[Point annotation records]

====

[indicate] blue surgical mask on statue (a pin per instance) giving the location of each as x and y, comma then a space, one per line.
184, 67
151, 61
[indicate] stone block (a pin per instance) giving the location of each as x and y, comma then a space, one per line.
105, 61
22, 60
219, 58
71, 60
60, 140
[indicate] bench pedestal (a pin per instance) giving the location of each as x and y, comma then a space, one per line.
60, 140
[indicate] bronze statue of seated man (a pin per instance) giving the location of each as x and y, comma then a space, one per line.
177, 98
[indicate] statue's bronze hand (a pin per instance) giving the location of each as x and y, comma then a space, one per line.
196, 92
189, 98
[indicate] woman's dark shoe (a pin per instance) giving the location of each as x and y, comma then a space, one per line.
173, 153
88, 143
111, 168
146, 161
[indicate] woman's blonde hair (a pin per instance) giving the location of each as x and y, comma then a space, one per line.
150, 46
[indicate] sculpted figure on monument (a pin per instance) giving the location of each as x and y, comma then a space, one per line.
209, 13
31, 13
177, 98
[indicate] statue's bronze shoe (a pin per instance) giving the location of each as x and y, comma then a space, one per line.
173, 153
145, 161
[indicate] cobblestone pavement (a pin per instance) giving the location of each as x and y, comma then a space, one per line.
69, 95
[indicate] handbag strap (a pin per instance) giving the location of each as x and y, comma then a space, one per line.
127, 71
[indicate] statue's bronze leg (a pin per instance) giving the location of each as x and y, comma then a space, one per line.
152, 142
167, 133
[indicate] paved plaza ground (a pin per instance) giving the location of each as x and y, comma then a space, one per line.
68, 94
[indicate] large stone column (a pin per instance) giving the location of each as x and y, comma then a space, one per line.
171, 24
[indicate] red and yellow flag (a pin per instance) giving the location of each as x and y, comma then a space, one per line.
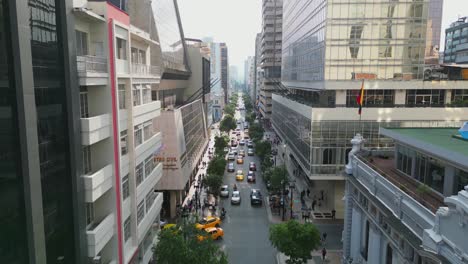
360, 98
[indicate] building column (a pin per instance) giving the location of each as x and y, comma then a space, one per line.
356, 232
449, 181
348, 222
375, 238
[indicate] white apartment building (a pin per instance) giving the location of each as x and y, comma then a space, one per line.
117, 66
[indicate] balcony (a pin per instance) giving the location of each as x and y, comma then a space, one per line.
145, 112
150, 216
95, 129
148, 146
395, 191
97, 183
146, 70
99, 235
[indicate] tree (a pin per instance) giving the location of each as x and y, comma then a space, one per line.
256, 132
183, 246
295, 240
221, 142
228, 123
216, 166
278, 177
213, 182
229, 109
263, 149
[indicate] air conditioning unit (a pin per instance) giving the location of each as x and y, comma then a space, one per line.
97, 260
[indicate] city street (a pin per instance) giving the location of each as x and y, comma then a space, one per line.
246, 226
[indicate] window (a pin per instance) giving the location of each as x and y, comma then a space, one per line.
127, 228
150, 197
86, 152
149, 165
425, 97
136, 95
89, 214
122, 96
460, 97
125, 187
138, 135
372, 98
121, 49
81, 43
84, 102
146, 92
123, 143
140, 211
139, 175
148, 130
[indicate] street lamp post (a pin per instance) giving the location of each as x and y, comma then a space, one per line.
291, 189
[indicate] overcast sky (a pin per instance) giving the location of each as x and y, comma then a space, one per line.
236, 22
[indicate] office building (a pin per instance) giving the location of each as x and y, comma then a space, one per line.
408, 204
42, 212
328, 55
183, 93
272, 23
456, 42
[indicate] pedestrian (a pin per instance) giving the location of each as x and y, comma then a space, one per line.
324, 254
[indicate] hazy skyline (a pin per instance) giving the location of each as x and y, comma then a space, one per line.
237, 22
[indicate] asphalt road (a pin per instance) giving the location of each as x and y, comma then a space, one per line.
245, 226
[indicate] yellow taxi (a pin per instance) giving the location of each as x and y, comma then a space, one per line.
207, 222
239, 175
214, 232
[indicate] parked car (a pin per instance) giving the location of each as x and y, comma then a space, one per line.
208, 221
256, 197
231, 167
251, 176
252, 166
214, 233
235, 198
224, 191
239, 175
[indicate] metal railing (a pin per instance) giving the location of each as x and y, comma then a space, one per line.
144, 69
89, 63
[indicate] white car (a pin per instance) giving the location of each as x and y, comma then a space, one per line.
224, 191
235, 198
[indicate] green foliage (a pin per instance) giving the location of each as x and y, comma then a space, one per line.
256, 132
228, 123
184, 247
229, 109
278, 177
221, 142
213, 182
295, 240
263, 149
216, 166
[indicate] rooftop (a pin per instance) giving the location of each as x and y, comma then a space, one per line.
443, 143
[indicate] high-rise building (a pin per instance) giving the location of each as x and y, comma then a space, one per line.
272, 22
408, 204
42, 210
330, 50
456, 46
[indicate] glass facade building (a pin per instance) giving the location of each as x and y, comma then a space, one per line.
345, 40
170, 36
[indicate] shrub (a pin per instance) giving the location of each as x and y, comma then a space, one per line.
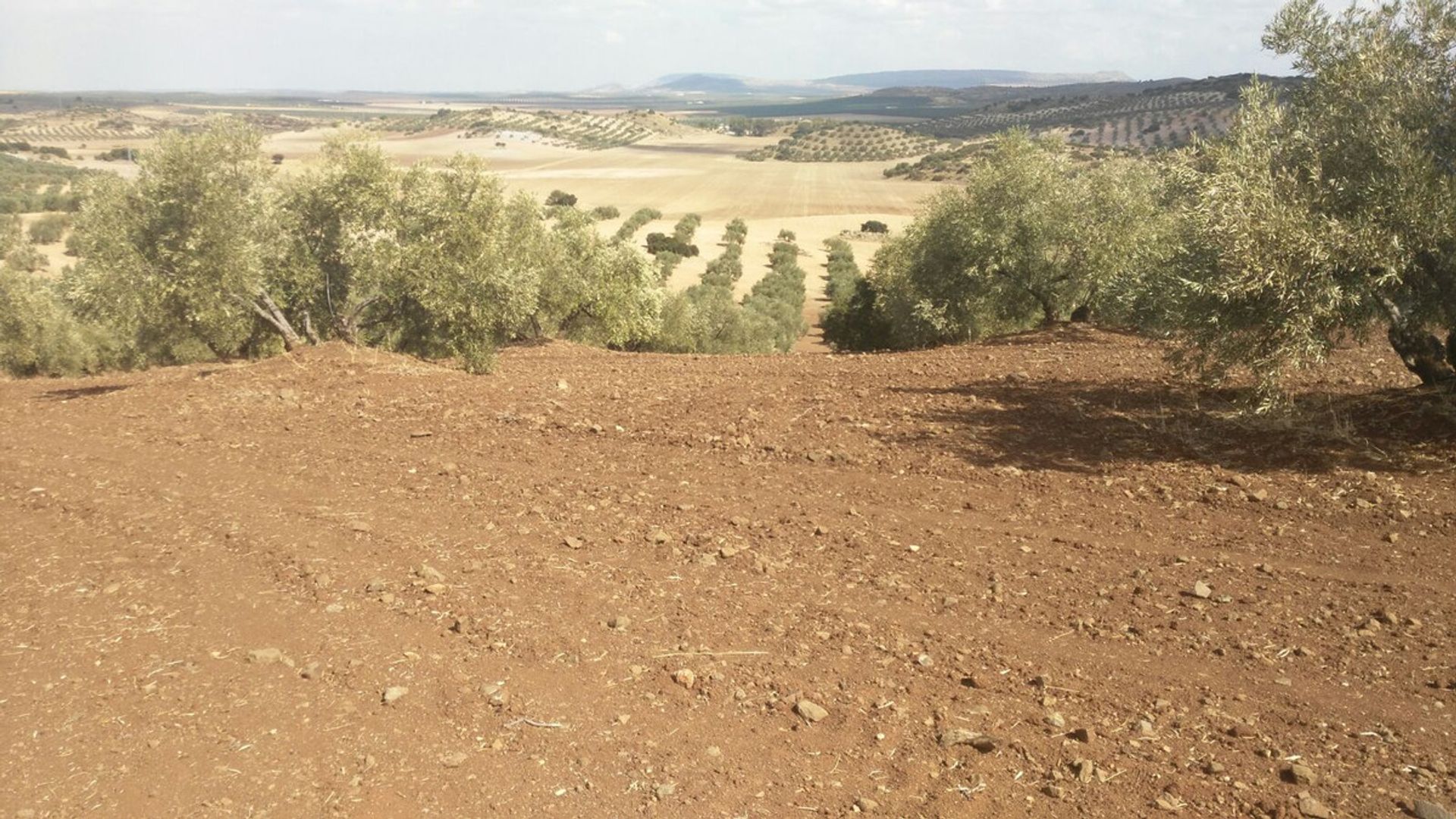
1033, 238
39, 335
49, 229
661, 242
1335, 210
635, 222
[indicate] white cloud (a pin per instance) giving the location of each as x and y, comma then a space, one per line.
506, 44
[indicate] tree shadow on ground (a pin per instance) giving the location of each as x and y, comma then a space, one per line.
82, 391
1090, 426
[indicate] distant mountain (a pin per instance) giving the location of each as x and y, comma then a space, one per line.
702, 83
960, 79
730, 85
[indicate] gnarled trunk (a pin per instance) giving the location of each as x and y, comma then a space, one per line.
270, 311
1420, 350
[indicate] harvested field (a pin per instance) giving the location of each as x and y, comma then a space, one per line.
1034, 577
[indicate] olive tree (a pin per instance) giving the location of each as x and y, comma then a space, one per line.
191, 246
471, 262
1031, 237
1334, 210
343, 222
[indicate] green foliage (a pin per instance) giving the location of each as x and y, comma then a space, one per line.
736, 232
27, 259
856, 321
598, 292
707, 318
1335, 210
664, 243
120, 155
686, 226
188, 248
30, 186
343, 221
39, 335
49, 229
843, 273
778, 297
726, 270
635, 223
1033, 238
207, 245
471, 264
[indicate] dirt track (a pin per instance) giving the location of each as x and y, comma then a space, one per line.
212, 576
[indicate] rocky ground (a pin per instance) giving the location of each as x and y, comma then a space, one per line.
1037, 577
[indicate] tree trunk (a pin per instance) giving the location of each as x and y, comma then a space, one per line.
308, 328
268, 311
1421, 352
348, 322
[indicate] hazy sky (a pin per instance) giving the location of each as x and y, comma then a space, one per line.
573, 44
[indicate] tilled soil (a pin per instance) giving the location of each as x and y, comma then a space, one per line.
1037, 577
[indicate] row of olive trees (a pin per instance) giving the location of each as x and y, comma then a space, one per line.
207, 246
1320, 216
1036, 237
708, 318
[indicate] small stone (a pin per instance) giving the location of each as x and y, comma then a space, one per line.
810, 710
1430, 811
981, 742
265, 656
495, 694
1315, 809
1301, 774
1169, 803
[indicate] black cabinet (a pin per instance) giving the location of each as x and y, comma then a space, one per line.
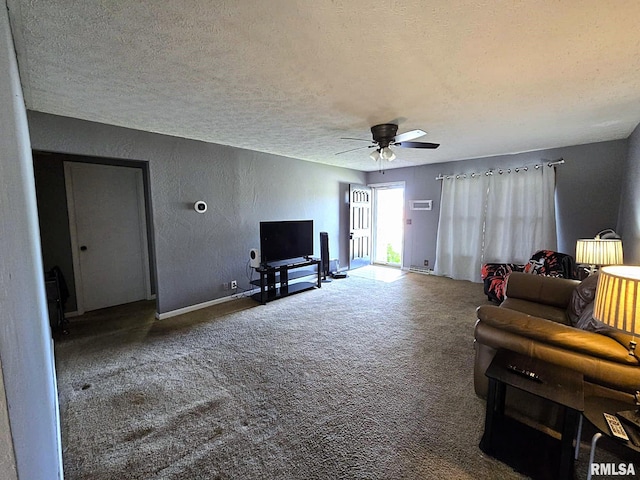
278, 280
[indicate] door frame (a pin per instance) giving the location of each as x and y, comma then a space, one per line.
75, 248
374, 218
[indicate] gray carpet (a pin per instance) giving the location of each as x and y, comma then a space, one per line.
361, 379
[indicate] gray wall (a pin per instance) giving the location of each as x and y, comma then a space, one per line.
587, 193
29, 439
630, 206
195, 254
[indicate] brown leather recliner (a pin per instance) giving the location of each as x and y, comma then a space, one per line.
536, 319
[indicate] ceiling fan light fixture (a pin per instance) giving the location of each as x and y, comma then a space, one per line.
387, 154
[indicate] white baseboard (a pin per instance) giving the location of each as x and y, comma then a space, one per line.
210, 303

====

### What is expected
Reproduce every line precisely as given, omitting all pictures.

### Reply
[indicate] blue surgical mask on statue (a pin per instance) giving the location of each as x and y, comma then a space, one per line.
184, 67
151, 61
[indicate] stone block (a pin per instance) giving the location of each as x and y, comma then a space, one per line.
105, 61
22, 60
219, 58
71, 60
60, 140
[indicate] bench pedestal (a pin per instance) giving the location of each as x and y, comma then a space, one per line.
60, 140
[indicate] bronze statue of seated man (a pin per instance) giving the location of each as x and y, comma then a space, one per line.
177, 98
[indicate] statue's bronze hand (a pin per instance) giving the location of each as x and y, comma then a space, one per line.
196, 92
189, 98
[indicate] woman's dark shoe (a pin per instance) giving the location of each as x and y, comma then a space, one per line.
173, 153
88, 143
111, 168
146, 161
[indicate] woman's blonde hair (a pin per instance) giving the location of each as x and y, comma then a space, one per line.
150, 46
[indicate] sculpted figure on monument (a pin per instance) giving the location of each as x and y, comma then a space, one per line.
209, 13
31, 13
177, 98
[indicate] statue's bronze shoe (a pin per instance) giving the location of each as x and y, comma then a space, one per line.
173, 153
145, 161
[indicate] cobblestone pavement (a pin per instance) giving the location of each as x and y, comma then a space, one per line.
69, 95
[indicate] handbag strap (a pin per instance) giving the location of each as x and y, comma then a space, one per line.
127, 71
[indicate] statue's bronze leg (a pin per instance) giving the location of each as x and y, comma then a space, one per line.
152, 142
167, 133
[indicate] paved plaza ground (a pin per instance) giving the location of each as x and y, comma then a space, one per line.
68, 94
[indicate] large stone column (a pin per instance) giving the location of each as x and y, comma then a space, one per line.
171, 24
[indicate] red and yellow flag (a pin per instance) giving the location of each as x and y, comma then a space, one per line.
360, 98
[indicate] building column (a pin per instance) giving the location of each as x and y, comma then a space, one per line.
356, 232
449, 181
348, 222
375, 238
[indicate] white apartment building (a pin per instance) giving the location of each as x and y, comma then a space, one per line.
117, 66
[indicate] balcony (a pin per instance) giving the location of each as x and y, comma then a space, one per line.
145, 112
150, 216
95, 129
148, 146
395, 191
97, 183
146, 70
99, 235
[indicate] tree (a pin per instance) giving the location of each as x and y, comma then a space, one per line.
256, 132
183, 246
295, 240
221, 142
228, 123
216, 166
278, 177
213, 182
229, 109
263, 149
[indicate] air conditioning unit (a pin per instance) giving the location of each as x and y, comma then a space, one per line.
97, 260
[indicate] city street (a pin per instance) giving the location of each as x and y, comma then a space, one per line.
246, 226
[indicate] window (a pin per instance) giving the location of each as x and y, comma then a space, one per line.
127, 228
150, 197
86, 152
149, 165
425, 97
136, 95
89, 214
122, 96
460, 97
125, 187
138, 135
372, 98
121, 49
81, 43
84, 102
146, 92
123, 143
140, 211
139, 175
148, 130
[indicate] street lamp post (a pin per instance) giving the location of each as x and y, comma then a space, one per line.
291, 189
[indicate] overcast sky (a pin per instance) giving the location of each as x and y, comma then a space, one per line.
236, 22
[indicate] office building (a pin per instance) giving the location of each as x and y, comma then a space, one per line.
408, 204
42, 212
328, 55
183, 93
272, 23
456, 42
[indicate] pedestrian (a pin per instance) giving the location of each as x and y, comma then a space, one per line.
324, 254
[indicate] hazy skyline (a pin per instance) giving the location of each as x and y, comma then a space, one per line.
237, 22
[indicate] asphalt road (a pin per instance) giving the location of each as x and y, comma then a space, one per line.
245, 226
[indicate] yellow taxi (a pin per instance) giving the location of each as x and y, comma then a space, one per line.
207, 222
239, 175
214, 232
[indicate] parked car (a pin per instance) giving the location of each as x and y, comma then a space, one per line.
208, 221
256, 197
231, 167
251, 176
252, 166
214, 233
235, 198
224, 191
239, 175
[indicate] metal railing (a pin per instance) giving the location of each as x and y, comma then a space, one per line.
144, 69
89, 63
[indicate] white car (a pin per instance) giving the location of each as x and y, comma then a space, one per line.
224, 191
235, 198
[indicate] green foliage (a pin per instance) giving the location of each as x and y, comma then a space, one per line.
256, 132
228, 123
184, 247
229, 109
278, 177
221, 142
213, 182
295, 240
263, 149
216, 166
[indicate] rooftop (a pin per instance) giving the location of each as x and y, comma then a space, one per line.
443, 143
[indicate] high-rise building (a pin per instance) giving the location of each as x and y, comma then a space, one per line.
272, 22
408, 204
42, 210
330, 50
456, 46
[indicate] glass facade building (a pin per instance) giving the location of each as x and y, comma then a space, one per line.
345, 40
170, 36
[indicate] shrub (a pin per instance) giving the location of each as x and y, comma then a space, one per line.
1033, 238
39, 335
49, 229
661, 242
1335, 210
635, 222
[indicate] white cloud (a pin per instance) giving the location of each as x and y, comma then a space, one per line.
506, 44
[indicate] tree shadow on ground (a pin per instance) giving the location of each as x and y, comma then a space, one per line.
82, 391
1090, 426
[indicate] distant mountain (a pin per instance) giving the location of each as x and y, comma then a space, one per line.
702, 83
960, 79
730, 85
[indicate] gnarled trunk (a pin per instance) giving the location of each as x and y, comma then a space, one per line.
270, 311
1420, 350
[indicate] harvested field (a pin per instance) giving the location of each as x and y, comma then a space, one per line.
1034, 577
[indicate] olive tree (a pin per instance) giving the location of each as x and y, comma then a space, one per line.
191, 246
471, 262
1031, 237
1334, 210
343, 222
[indicate] green foliage (a pin per instance) giving the location of each as x and y, comma then a space, one per line.
736, 232
27, 259
856, 321
598, 292
707, 318
1335, 210
664, 243
120, 155
686, 226
188, 248
30, 186
343, 221
39, 335
49, 229
843, 273
778, 297
726, 270
635, 223
1033, 238
207, 245
471, 264
[indicate] dirt track (a pin per instance) giving the location of each as x and y, comma then a space, one per line.
212, 576
[indicate] rocky ground (a pin per instance) giving the location of each as x and y, comma then a space, one per line.
1037, 577
[indicate] tree trunk (a pin per instance) giving the location of each as x and y, comma then a space, one per line.
308, 328
268, 311
1421, 352
348, 322
[indicate] hazy sky (a pin per instance) giving the location of each as x and y, comma then a space, one per line.
573, 44
[indicate] tilled soil (a pin per instance) giving the location of each as x and y, comma then a space, one per line.
1037, 577
[indicate] row of olive trees (a pin per instance) giving the location of each as x and y, comma then a space, one per line.
207, 246
1320, 216
1036, 237
708, 318
[indicate] small stone (a pin per instance) giving the location of each as x and y, comma then a space, one per line.
810, 710
1430, 811
981, 742
265, 656
495, 694
1315, 809
1301, 774
1169, 803
[indicate] black cabinet (a pin per instance) giving the location of each as x and y, comma then a space, one per line.
278, 280
[indicate] door frame (a pin per instance) giving the location of each as x and y, comma then a space, one per line.
75, 248
374, 218
[indicate] gray carpet (a pin per instance) giving the location of each as x and y, comma then a space, one per line.
361, 379
[indicate] gray wall (a pin per instance) giving the location of each as x and y, comma then a space, one per line.
587, 193
29, 439
630, 206
195, 254
[indicate] brown leather recliner (a pin per instance) giving the location of each as x and y, comma then a space, one per line.
536, 319
[indicate] ceiling fan light fixture (a pin per instance) giving the location of each as x and y, comma then a space, one per line.
387, 154
[indicate] white baseboard (a pin per instance) giving the location of each as x and y, comma then a space, one per line.
210, 303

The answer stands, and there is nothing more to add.